EXERCISE INSTRUCTIONS ::
Print, verbatim and with nothing else, the lines of the listing below from the line containing "Find the pink lips;" through the line containing "[(624, 69), (234, 285), (45, 221), (182, 308)]", including both of those lines.
==================================================
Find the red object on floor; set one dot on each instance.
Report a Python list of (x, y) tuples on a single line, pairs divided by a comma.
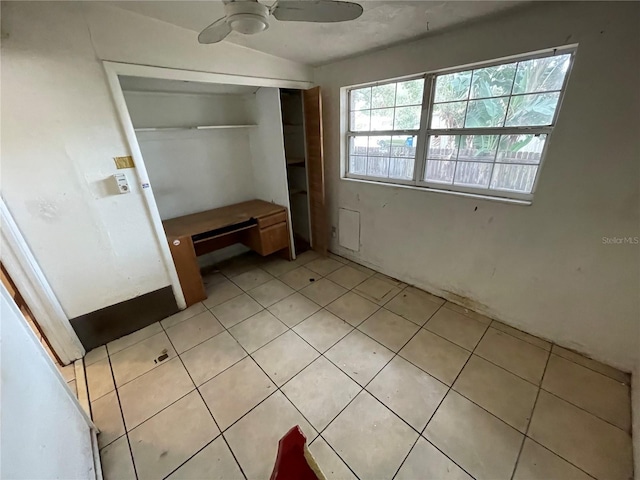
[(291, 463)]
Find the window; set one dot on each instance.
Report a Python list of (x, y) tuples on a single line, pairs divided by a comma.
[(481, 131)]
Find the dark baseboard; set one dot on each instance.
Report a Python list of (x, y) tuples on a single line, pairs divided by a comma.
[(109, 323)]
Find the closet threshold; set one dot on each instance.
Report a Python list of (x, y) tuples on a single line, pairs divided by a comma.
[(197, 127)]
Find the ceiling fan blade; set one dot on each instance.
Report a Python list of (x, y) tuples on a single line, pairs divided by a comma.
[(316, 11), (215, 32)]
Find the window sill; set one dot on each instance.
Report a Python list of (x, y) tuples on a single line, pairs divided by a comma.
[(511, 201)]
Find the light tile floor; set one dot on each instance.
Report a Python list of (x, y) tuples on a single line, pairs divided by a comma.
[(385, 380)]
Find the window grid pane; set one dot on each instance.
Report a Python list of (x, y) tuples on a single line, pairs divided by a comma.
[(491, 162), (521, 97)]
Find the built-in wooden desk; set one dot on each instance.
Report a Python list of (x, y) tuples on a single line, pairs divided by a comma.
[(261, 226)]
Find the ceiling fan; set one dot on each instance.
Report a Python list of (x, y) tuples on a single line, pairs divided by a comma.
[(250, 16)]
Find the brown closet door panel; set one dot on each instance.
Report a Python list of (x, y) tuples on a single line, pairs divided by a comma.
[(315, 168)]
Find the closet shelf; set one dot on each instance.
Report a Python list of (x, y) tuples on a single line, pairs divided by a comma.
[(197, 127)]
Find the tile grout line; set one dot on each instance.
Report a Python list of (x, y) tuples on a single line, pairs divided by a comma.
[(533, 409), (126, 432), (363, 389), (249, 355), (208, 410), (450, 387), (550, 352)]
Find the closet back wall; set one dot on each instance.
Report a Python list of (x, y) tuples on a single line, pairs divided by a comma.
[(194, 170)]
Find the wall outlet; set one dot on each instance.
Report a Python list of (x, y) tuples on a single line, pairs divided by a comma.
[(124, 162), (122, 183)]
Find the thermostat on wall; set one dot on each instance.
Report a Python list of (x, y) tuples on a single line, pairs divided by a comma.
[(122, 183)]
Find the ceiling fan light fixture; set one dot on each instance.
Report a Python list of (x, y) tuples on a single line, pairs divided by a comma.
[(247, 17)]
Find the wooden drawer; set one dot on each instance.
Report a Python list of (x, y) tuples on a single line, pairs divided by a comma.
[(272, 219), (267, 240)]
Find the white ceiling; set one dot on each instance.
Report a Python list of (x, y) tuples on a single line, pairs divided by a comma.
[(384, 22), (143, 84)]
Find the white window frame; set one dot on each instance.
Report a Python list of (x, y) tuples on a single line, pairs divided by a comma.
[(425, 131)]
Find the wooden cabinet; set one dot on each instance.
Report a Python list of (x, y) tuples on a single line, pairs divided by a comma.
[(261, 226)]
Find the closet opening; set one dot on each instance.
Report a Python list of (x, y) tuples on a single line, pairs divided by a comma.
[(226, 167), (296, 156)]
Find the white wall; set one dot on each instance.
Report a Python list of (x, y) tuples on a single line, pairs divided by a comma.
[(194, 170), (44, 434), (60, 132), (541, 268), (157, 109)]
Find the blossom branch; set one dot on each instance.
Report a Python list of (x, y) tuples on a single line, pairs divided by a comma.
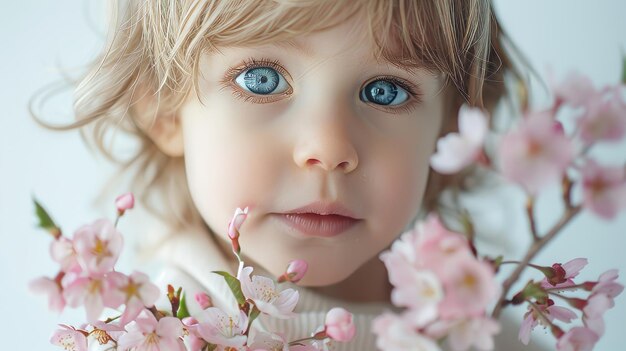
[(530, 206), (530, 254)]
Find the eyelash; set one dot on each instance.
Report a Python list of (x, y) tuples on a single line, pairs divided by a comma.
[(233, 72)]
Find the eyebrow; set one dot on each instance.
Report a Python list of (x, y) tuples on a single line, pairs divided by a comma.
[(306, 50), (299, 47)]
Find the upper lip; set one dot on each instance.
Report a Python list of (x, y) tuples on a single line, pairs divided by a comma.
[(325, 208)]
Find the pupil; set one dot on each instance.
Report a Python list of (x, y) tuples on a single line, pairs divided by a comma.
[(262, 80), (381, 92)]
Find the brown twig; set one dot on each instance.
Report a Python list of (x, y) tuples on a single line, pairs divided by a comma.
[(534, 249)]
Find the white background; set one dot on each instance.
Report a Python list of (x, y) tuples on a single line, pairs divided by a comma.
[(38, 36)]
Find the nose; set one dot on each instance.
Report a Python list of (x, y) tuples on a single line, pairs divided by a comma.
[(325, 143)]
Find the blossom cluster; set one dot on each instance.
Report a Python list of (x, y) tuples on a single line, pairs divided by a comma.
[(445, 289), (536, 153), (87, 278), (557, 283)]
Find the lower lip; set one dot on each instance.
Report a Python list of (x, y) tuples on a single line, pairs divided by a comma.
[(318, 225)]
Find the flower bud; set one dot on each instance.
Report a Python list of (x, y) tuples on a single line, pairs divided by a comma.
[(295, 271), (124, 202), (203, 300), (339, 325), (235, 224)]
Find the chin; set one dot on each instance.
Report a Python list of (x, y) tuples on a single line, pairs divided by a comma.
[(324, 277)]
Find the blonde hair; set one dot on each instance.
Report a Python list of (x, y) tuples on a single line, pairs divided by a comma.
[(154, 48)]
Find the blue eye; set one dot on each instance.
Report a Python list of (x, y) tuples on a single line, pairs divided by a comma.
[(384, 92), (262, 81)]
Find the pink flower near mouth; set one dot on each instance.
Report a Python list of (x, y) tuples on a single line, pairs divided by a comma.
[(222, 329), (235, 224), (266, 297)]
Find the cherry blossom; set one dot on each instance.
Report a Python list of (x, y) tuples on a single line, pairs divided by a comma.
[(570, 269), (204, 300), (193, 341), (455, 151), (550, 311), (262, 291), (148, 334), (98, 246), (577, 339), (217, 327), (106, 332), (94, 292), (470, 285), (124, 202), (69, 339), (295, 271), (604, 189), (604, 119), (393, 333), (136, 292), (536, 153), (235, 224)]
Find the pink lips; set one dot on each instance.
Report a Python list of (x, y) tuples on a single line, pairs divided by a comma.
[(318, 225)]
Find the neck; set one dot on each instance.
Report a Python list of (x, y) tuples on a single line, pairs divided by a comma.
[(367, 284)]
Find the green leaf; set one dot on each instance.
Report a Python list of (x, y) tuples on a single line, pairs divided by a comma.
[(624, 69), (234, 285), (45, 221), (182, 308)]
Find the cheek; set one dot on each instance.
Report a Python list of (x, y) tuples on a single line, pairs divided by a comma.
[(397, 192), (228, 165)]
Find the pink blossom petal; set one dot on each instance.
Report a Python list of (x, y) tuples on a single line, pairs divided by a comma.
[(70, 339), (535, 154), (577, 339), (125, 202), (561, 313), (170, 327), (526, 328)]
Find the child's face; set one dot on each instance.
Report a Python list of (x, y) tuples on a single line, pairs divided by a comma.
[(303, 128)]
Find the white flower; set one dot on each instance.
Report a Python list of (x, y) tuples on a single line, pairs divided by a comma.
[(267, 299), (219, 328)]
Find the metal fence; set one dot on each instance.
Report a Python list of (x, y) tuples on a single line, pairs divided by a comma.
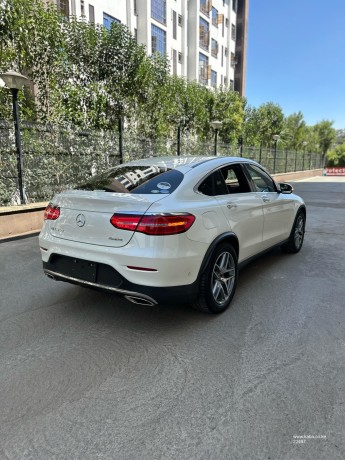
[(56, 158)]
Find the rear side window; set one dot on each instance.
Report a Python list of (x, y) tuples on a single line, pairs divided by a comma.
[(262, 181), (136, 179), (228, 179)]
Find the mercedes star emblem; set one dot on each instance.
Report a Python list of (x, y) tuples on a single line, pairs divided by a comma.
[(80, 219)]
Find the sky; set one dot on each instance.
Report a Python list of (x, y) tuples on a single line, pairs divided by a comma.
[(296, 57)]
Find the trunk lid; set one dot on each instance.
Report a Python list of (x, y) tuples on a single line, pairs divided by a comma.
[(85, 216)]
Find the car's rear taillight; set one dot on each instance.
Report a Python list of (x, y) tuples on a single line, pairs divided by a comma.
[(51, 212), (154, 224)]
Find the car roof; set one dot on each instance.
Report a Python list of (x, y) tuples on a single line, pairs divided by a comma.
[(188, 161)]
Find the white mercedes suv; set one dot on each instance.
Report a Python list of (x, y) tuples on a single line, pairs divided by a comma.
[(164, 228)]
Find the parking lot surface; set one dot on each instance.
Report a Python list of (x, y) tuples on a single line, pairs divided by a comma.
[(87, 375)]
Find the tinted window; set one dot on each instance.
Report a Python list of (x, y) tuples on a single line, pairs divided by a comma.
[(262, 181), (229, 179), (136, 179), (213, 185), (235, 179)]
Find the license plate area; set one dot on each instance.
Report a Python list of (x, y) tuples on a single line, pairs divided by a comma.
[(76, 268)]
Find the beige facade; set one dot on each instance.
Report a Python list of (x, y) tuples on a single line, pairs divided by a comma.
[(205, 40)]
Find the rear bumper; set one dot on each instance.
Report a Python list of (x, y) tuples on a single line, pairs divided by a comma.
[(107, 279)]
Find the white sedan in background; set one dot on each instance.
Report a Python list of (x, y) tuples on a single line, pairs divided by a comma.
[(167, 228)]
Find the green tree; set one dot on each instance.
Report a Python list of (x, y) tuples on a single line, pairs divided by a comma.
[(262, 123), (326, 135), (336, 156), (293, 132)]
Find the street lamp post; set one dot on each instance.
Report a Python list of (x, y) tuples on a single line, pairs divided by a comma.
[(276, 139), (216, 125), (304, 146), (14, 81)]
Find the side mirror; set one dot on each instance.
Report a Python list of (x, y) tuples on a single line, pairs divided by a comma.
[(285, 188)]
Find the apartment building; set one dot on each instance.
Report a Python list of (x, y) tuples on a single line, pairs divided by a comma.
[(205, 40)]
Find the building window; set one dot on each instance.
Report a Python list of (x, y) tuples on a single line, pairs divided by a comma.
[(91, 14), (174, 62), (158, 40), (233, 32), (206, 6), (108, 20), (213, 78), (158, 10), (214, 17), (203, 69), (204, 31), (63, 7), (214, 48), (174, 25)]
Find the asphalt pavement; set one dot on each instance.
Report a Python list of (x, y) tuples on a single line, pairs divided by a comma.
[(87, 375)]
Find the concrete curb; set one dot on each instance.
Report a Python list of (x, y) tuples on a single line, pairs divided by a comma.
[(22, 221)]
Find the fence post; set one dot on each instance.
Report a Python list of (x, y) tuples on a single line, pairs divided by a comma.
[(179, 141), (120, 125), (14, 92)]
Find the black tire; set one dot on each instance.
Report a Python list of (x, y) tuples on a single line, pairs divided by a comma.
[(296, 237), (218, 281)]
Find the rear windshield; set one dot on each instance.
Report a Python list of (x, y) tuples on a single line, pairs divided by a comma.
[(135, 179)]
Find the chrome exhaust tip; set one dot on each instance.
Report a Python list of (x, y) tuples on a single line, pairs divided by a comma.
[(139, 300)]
==================================================
WRITTEN SOLUTION ::
Find the pink lips; set one dot on each instance.
Report a Python list of (x, y) tuples on a single line, pairs divided by a comma.
[(318, 225)]
Find the neck; set one dot on each instance.
Report a Python list of (x, y) tuples on a single line, pairs divided by a comma.
[(367, 284)]
Find the green leaf; set one dot on each instance.
Report a Python list of (x, y) tuples on a single line, pairs divided by a comma.
[(624, 69), (234, 285), (45, 221), (182, 308)]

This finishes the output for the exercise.